Autori e scritti delle origini presenti nella Regola di San Benedetto - Pacomio -

  Secondo articolo di Aloisio Alessio Gullo sul tema "eredita' benedettina". 

Scrivere oggi su san Benedetto non è un qualcosa che nasce dall’esigenza di soddisfare sterili aspirazioni di conoscenza,  limitate ai propri gusti  o alla propria sfera culturale, la riflessione su Benedetto è davvero più  fondamentale di quanto si possa pensare e l’attualità del suo pensiero e della sua opera la rende oltremodo indispensabile.

Ho in mano un testo recente e famoso dello scrittore americano Rod Dreher dal titolo L’opzione Benedetto, lo sto leggendo con particolare interesse per diversi motivi, il primo è dovuto alla provenienza, diciamo pure “laica”, certamente non monastica o in qualche modo appartenente all’articolato mondo benedettino, a riprova della profondità di un pensiero che non cessa mai di arricchire e di richiamare.

Insieme di dati:
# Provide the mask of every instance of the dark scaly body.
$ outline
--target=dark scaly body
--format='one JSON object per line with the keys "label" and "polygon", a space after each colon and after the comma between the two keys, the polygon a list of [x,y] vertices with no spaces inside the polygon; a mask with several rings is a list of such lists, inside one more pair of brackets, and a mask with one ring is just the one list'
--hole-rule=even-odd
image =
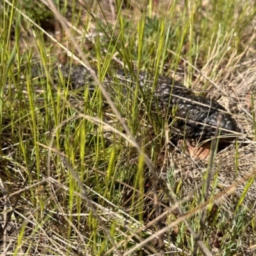
{"label": "dark scaly body", "polygon": [[[76,88],[84,86],[86,81],[92,82],[93,80],[90,72],[83,66],[72,66],[70,68],[68,65],[64,65],[61,69],[64,76],[69,77]],[[116,79],[112,79],[111,76],[116,76],[120,79],[120,84],[124,84],[124,92],[125,93],[125,86],[134,88],[137,80],[136,74],[137,71],[134,71],[132,75],[130,75],[120,70],[116,74],[113,72],[108,76],[108,81],[104,83],[106,85],[107,90],[110,87],[114,91],[115,83],[116,83],[115,81]],[[174,113],[177,118],[173,127],[180,134],[184,134],[185,132],[187,138],[193,139],[211,138],[214,135],[217,121],[220,118],[220,127],[224,129],[221,131],[222,135],[229,134],[228,131],[236,131],[237,125],[235,120],[216,100],[195,96],[191,90],[166,76],[159,76],[156,84],[154,83],[154,79],[152,74],[145,72],[139,73],[138,82],[144,94],[144,100],[152,96],[152,108],[157,109],[159,113],[163,115],[168,113],[170,117],[170,122],[173,120]],[[94,88],[94,85],[92,85],[90,89],[93,90]],[[111,92],[109,92],[111,94]],[[173,111],[173,108],[175,111]]]}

Cosa si chiede:
Riporta parola per parola la parte del brano fornito compresa tra "Secondo articolo di" e "e di richiamare.", estremi inclusi. I record non hanno alcun legame con il brano fornito.

Risposta:
Secondo articolo di Aloisio Alessio Gullo sul tema "eredita' benedettina". 

Scrivere oggi su san Benedetto non è un qualcosa che nasce dall’esigenza di soddisfare sterili aspirazioni di conoscenza,  limitate ai propri gusti  o alla propria sfera culturale, la riflessione su Benedetto è davvero più  fondamentale di quanto si possa pensare e l’attualità del suo pensiero e della sua opera la rende oltremodo indispensabile.

Ho in mano un testo recente e famoso dello scrittore americano Rod Dreher dal titolo L’opzione Benedetto, lo sto leggendo con particolare interesse per diversi motivi, il primo è dovuto alla provenienza, diciamo pure “laica”, certamente non monastica o in qualche modo appartenente all’articolato mondo benedettino, a riprova della profondità di un pensiero che non cessa mai di arricchire e di richiamare.